[WORK REQUIRED]
Go over the records and copy every line with the string "knob".

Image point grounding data
=== Section Start ===

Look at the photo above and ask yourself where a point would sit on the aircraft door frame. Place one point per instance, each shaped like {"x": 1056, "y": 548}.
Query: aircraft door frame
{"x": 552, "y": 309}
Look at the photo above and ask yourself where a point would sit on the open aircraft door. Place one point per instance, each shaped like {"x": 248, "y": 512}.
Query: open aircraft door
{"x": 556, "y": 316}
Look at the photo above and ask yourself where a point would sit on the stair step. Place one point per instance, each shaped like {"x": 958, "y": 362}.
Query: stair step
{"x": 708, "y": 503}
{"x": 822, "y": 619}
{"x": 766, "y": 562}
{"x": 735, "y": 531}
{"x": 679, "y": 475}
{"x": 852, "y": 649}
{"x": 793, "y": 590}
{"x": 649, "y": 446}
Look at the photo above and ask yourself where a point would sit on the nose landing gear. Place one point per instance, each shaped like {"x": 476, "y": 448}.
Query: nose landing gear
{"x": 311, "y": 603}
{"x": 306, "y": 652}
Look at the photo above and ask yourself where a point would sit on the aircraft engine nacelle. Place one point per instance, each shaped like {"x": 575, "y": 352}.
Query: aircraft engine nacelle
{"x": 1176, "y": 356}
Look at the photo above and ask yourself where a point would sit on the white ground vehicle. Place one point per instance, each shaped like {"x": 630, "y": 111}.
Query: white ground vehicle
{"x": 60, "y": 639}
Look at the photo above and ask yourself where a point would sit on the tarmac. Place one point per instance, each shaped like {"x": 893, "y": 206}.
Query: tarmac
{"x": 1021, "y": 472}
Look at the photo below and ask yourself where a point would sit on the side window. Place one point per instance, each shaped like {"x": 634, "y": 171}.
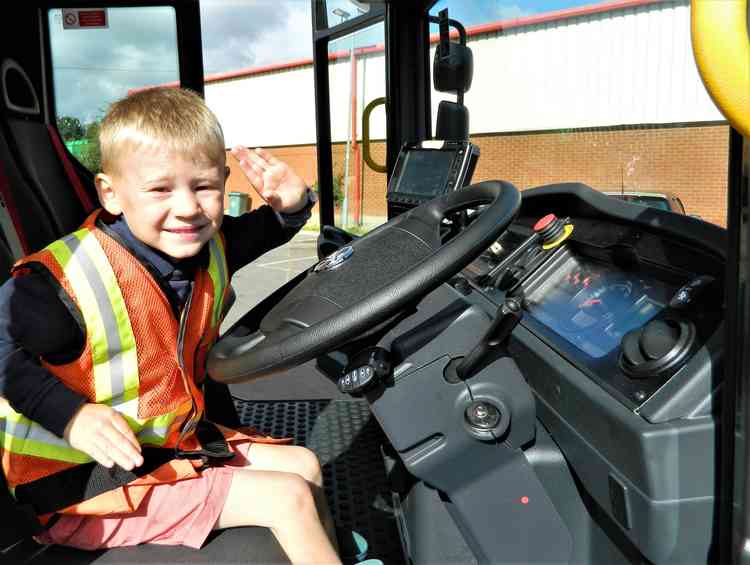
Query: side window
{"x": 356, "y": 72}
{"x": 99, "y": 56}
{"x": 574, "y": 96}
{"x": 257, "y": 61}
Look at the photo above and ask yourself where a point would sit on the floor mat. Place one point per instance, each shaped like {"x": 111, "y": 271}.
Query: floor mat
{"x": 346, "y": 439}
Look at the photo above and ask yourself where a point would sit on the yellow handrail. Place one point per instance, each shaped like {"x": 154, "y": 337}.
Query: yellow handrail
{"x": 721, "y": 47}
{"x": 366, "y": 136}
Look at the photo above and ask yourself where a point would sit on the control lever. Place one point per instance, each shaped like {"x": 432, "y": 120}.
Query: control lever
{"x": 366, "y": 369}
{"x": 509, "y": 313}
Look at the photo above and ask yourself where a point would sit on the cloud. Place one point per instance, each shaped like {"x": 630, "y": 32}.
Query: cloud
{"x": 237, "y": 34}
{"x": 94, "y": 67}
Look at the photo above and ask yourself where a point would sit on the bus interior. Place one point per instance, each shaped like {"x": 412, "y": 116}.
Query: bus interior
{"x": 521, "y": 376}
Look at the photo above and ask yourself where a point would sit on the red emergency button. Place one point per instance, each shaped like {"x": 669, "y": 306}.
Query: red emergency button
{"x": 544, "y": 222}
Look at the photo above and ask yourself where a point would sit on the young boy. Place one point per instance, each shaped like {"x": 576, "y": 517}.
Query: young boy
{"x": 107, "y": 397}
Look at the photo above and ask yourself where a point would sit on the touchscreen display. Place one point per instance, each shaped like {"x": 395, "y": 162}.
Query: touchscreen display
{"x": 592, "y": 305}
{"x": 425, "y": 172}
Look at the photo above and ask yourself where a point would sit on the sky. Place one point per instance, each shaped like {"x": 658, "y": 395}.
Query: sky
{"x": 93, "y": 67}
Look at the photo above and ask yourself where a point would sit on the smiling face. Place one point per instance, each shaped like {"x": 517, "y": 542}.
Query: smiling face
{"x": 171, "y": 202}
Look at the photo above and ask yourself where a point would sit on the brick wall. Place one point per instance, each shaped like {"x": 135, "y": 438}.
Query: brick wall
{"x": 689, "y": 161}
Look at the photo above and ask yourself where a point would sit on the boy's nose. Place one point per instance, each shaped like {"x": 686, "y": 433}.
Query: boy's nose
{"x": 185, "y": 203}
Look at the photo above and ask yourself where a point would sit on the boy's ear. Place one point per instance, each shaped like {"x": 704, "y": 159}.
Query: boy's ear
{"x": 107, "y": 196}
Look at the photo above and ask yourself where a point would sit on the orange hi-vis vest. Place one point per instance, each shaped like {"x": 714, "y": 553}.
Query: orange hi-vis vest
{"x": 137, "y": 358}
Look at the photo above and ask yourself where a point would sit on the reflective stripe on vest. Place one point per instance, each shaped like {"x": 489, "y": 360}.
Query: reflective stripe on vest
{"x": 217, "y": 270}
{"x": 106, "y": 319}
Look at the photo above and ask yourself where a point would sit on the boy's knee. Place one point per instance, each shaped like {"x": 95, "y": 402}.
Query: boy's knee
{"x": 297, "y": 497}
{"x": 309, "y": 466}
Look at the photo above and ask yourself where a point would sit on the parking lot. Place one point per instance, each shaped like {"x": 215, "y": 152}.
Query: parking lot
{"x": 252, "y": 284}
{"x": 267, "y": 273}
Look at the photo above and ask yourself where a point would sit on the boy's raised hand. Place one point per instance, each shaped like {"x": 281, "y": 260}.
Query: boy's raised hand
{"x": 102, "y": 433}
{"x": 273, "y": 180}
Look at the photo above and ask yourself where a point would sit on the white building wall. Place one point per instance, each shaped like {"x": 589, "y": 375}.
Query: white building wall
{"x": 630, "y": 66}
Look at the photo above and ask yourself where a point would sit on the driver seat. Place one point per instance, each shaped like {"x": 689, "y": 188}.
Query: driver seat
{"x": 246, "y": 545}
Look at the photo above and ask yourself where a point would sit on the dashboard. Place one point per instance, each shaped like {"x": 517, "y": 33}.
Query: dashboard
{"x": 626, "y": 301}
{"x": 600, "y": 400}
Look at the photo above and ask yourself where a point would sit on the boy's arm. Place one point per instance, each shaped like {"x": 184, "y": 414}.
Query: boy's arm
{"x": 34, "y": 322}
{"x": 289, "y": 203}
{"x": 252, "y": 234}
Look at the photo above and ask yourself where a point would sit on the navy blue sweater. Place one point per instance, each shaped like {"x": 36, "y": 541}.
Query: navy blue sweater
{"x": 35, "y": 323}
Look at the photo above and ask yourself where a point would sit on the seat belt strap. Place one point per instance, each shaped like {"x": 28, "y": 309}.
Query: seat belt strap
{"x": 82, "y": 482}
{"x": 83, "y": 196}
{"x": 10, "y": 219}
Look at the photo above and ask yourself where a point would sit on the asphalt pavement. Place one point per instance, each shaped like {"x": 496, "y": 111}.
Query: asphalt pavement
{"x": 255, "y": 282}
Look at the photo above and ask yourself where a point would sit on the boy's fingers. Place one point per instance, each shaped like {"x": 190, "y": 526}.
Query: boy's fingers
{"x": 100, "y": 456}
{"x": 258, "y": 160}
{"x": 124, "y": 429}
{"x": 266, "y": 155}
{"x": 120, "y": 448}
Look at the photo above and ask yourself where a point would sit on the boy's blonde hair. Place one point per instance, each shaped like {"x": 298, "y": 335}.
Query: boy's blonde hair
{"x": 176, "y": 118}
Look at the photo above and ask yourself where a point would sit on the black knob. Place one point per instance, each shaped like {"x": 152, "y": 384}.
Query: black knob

=== Section End ===
=== Section Start ===

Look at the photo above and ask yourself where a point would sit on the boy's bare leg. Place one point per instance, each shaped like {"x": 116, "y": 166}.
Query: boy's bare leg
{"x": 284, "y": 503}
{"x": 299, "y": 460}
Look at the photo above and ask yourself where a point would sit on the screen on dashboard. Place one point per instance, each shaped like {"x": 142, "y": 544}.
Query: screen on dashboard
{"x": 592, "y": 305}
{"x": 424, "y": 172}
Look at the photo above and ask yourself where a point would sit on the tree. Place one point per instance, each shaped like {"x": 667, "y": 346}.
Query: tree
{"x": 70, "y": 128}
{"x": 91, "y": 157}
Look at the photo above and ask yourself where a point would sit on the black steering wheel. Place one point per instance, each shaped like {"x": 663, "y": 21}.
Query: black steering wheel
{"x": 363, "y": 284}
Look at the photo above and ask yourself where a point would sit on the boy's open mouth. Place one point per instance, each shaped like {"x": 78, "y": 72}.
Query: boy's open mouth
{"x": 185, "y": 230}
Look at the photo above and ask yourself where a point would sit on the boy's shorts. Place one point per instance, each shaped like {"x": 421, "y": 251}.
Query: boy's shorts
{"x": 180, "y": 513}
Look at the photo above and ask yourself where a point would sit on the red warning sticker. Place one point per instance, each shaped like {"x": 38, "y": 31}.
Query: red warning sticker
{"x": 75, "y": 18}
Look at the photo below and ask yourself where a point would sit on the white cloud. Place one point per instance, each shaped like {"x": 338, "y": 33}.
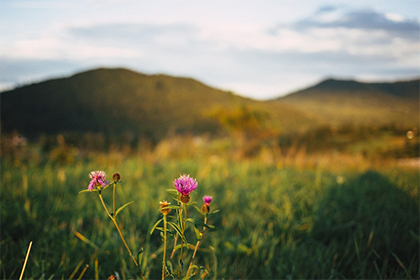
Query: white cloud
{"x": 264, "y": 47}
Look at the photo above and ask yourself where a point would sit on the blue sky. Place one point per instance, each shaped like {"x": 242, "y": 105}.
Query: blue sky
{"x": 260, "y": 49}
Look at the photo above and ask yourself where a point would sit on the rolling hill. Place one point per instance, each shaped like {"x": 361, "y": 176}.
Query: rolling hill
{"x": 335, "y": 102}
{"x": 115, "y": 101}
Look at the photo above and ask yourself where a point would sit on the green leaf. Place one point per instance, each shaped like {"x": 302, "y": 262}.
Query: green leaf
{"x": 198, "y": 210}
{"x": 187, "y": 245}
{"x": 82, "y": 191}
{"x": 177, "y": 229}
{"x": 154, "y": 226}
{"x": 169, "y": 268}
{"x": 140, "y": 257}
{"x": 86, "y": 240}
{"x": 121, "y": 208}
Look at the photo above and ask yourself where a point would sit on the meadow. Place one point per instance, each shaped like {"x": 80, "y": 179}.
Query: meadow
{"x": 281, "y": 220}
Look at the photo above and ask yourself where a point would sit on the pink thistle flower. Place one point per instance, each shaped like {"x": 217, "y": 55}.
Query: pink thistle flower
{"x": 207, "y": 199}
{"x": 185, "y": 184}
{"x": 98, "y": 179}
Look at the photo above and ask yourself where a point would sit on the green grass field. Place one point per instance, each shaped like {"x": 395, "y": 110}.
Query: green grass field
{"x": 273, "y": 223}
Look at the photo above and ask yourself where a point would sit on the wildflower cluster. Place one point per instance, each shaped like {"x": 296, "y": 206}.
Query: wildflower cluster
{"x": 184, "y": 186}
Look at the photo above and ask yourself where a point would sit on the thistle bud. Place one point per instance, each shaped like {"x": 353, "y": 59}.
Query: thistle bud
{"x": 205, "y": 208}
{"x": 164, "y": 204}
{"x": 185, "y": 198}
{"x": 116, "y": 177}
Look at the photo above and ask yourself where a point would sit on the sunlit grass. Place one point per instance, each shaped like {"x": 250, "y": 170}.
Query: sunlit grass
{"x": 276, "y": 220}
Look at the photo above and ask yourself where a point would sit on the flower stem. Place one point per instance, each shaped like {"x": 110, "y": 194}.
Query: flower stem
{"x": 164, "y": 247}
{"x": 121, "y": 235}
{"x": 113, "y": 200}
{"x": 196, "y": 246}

=== Section End ===

[RESULT FOR THIS TASK]
Look at the photo above and ask yourself where a point would sit on the black knob. Place one point per instance, each shaped like {"x": 152, "y": 384}.
Query: black knob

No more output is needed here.